### THE TASK
What you return must match the records exactly, line for line.

### MATERIAL PROVIDED
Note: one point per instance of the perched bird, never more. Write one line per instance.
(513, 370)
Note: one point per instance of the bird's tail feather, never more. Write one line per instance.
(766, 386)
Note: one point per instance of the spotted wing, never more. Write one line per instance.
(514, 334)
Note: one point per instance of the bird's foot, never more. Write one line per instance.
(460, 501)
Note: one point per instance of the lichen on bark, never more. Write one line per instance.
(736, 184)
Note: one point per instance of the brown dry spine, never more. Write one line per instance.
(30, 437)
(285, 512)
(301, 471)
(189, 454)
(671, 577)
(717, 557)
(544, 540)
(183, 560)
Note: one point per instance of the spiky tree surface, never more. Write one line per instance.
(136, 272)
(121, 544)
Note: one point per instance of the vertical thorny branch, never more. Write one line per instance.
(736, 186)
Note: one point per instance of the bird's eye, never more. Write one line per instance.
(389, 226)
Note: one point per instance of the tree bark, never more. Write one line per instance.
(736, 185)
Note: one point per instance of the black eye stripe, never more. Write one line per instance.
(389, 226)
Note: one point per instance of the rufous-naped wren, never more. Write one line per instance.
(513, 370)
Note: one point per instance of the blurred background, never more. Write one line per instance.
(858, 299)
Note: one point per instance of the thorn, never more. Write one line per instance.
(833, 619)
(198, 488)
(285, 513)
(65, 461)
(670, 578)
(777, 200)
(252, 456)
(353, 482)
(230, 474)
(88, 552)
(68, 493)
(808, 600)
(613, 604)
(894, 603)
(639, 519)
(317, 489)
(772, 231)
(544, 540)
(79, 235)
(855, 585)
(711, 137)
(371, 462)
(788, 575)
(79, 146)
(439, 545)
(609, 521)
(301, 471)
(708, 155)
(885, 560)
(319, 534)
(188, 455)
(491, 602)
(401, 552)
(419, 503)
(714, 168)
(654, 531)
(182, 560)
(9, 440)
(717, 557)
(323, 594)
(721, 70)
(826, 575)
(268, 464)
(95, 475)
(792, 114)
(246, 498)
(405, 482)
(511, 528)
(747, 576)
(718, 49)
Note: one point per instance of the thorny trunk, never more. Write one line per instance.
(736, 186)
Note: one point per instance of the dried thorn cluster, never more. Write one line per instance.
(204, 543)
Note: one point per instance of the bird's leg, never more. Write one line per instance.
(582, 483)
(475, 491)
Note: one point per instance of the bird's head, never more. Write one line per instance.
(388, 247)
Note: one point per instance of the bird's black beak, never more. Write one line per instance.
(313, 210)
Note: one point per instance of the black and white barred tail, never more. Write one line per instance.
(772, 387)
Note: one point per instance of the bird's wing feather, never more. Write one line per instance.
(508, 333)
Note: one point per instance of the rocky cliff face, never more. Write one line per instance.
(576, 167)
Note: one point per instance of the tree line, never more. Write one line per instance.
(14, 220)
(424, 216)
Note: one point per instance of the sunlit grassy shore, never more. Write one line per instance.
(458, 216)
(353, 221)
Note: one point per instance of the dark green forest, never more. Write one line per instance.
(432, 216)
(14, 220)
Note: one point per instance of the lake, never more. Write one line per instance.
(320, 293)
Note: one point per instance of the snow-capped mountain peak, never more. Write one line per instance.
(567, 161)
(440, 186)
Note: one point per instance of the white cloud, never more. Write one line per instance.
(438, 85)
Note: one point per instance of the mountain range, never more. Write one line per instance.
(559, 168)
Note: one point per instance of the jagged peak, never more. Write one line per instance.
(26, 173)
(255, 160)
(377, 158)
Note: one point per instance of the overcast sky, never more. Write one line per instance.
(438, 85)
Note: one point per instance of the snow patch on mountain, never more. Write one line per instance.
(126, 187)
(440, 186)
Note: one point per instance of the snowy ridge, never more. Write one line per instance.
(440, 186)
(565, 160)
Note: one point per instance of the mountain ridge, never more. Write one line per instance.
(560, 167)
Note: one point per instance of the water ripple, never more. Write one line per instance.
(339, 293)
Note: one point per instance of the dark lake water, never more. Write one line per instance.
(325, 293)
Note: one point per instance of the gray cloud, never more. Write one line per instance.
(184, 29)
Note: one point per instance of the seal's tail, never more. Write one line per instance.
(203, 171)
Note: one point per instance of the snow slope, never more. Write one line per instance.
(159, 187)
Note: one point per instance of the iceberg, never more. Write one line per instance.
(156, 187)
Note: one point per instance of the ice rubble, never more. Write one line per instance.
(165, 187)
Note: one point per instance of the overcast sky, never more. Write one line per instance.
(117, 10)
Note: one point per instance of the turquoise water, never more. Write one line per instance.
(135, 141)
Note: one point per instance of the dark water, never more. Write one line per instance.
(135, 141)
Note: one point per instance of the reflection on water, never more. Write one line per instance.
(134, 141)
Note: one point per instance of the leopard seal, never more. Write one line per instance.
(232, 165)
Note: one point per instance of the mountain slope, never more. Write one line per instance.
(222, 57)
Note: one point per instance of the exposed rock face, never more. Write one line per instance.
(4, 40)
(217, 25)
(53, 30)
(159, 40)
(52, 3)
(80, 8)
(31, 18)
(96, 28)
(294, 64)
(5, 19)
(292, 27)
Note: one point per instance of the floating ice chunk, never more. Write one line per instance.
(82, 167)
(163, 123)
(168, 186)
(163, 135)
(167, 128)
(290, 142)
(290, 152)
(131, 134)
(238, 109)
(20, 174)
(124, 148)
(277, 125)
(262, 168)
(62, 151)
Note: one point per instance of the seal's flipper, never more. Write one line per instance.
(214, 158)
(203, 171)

### SOLUTION FOR THIS TASK
Note: one point per instance of the perched bird, never more. Write one line per instance.
(513, 370)
Note: one point per instance of the bird's tail feather, never more. Write one line per instance.
(766, 386)
Note: one point per instance of the spotted wing, never more. Write one line per instance.
(514, 334)
Note: one point per instance of the bird's foot, never more. Write one line per instance.
(460, 501)
Note: one point per instance of the lichen on bark, never more. Write one line per instance.
(736, 184)
Note: one point per instance of the brown dry spine, never more. Write one line per instance.
(30, 437)
(285, 512)
(301, 471)
(189, 454)
(671, 577)
(717, 557)
(544, 540)
(183, 560)
Note: one point per instance of the spiky tree surface, never more. Write one line per instance.
(136, 272)
(121, 544)
Note: one point per instance of the vertical thorny branch, never more. Write one line per instance.
(736, 186)
Note: one point per instance of the bird's eye, never more. Write one line per instance.
(389, 226)
Note: one point per instance of the tree bark, never more. Write one line per instance.
(736, 185)
Note: one point per instance of the black eye stripe, never more. Write one line per instance.
(389, 226)
Note: one point per instance of the rufous-naped wren, never more. Write one line per instance.
(513, 370)
Note: one point per instance of the blurred background, never more. Write one line per instance.
(858, 299)
Note: one point per instance of the thorn, never more. Write one line per instance.
(833, 619)
(198, 488)
(285, 513)
(65, 461)
(670, 578)
(777, 200)
(252, 456)
(353, 482)
(230, 474)
(88, 552)
(68, 493)
(808, 600)
(613, 604)
(894, 603)
(639, 519)
(317, 489)
(772, 231)
(544, 540)
(79, 235)
(855, 585)
(711, 137)
(371, 462)
(788, 575)
(79, 146)
(439, 545)
(609, 521)
(301, 471)
(708, 155)
(885, 560)
(319, 534)
(188, 455)
(491, 602)
(401, 552)
(419, 503)
(714, 168)
(654, 531)
(182, 560)
(9, 440)
(717, 557)
(323, 594)
(721, 70)
(826, 575)
(268, 464)
(95, 475)
(792, 114)
(246, 498)
(405, 482)
(511, 528)
(747, 576)
(718, 49)
Note: one point per instance of the thorny trunk, never more. Write one line per instance.
(736, 186)
Note: one point per instance of the dried thorn cluster, never more. Write one line per instance.
(204, 543)
Note: one point per instance of the bird's leg, never more. Write one line per instance.
(582, 483)
(475, 491)
Note: one point per instance of the bird's head, never more. Write one line per instance.
(388, 247)
Note: one point per instance of the bird's black beak, never more. Write one line per instance.
(313, 210)
Note: one point per instance of the black and white barred tail, never more. Write one line per instance.
(772, 387)
Note: one point per instance of the bird's wing feather, never more. Write one line per instance.
(508, 333)
Note: one point per instance of the rocky cliff face, never more. Write one line per instance.
(576, 167)
Note: one point per instance of the tree line, never more. Write one line per instance.
(14, 220)
(424, 216)
Note: one point per instance of the sunlit grassy shore, never more. Write one line per instance.
(458, 216)
(353, 221)
Note: one point per instance of the dark green forest, never more. Write one line per instance.
(432, 216)
(14, 220)
Note: one point per instance of the lake, never more. Write one line per instance.
(320, 293)
Note: one point per instance of the snow-capped mountain peak, never more. Write one line per instance.
(567, 161)
(440, 186)
Note: one point per instance of the white cloud, never more. Write one line per instance.
(438, 85)
Note: one point per instance of the mountain range, never more. Write one line per instance.
(559, 168)
Note: one point per instance of the jagged peak, never more. Write one line per instance.
(26, 173)
(255, 160)
(377, 158)
Note: one point per instance of the overcast sky, never more. Write one line per instance.
(438, 85)
Note: one point per instance of the snow patch on mountain, never more. Write one line per instance.
(126, 187)
(440, 186)
Note: one point per instance of the snowy ridge, never more. Write one line per instance.
(440, 186)
(565, 160)
Note: one point per instance of the mountain ridge, never more. Write one line per instance.
(560, 167)
Note: one point per instance of the water ripple, never more. Write one line per instance.
(339, 293)
Note: one point per instance of the dark lake water, never more. Write one line per instance.
(325, 293)
Note: one point per instance of the gray cloud, never more. Write one line per instance.
(184, 29)
Note: one point per instance of the seal's tail, never more. Write one line per instance.
(203, 171)
Note: one point per instance of the snow slope, never more. Write one line per instance.
(159, 187)
Note: one point per instance of the iceberg, never more. Write one line per instance.
(156, 187)
Note: one point per instance of the ice rubble, never more. Write one line per instance.
(165, 187)
Note: one point per instance of the overcast sky, never more. Write one line per instance.
(117, 10)
Note: one point per instance of the turquoise water, never more. Write one line per instance.
(135, 141)
Note: one point per instance of the dark water, never more. Write one line per instance.
(135, 141)
Note: one point per instance of the reflection on water, never more. Write one line per instance.
(134, 141)
Note: one point per instance of the leopard seal, never more. Write one line per instance.
(232, 165)
Note: one point per instance of the mountain slope, never more. Write one line per instance.
(222, 57)
Note: one point per instance of the exposed rock face, never more. Write one line per instance.
(4, 40)
(217, 25)
(53, 30)
(159, 40)
(52, 3)
(80, 8)
(31, 18)
(96, 28)
(294, 64)
(5, 19)
(292, 27)
Note: one point per instance of the floating ice chunk, never more. Write one line per instance.
(82, 167)
(163, 123)
(168, 186)
(163, 135)
(167, 128)
(290, 142)
(290, 152)
(131, 134)
(238, 109)
(20, 174)
(124, 148)
(277, 125)
(262, 168)
(62, 151)
Note: one point per instance of the seal's flipper, never more. Write one line per instance.
(214, 158)
(203, 171)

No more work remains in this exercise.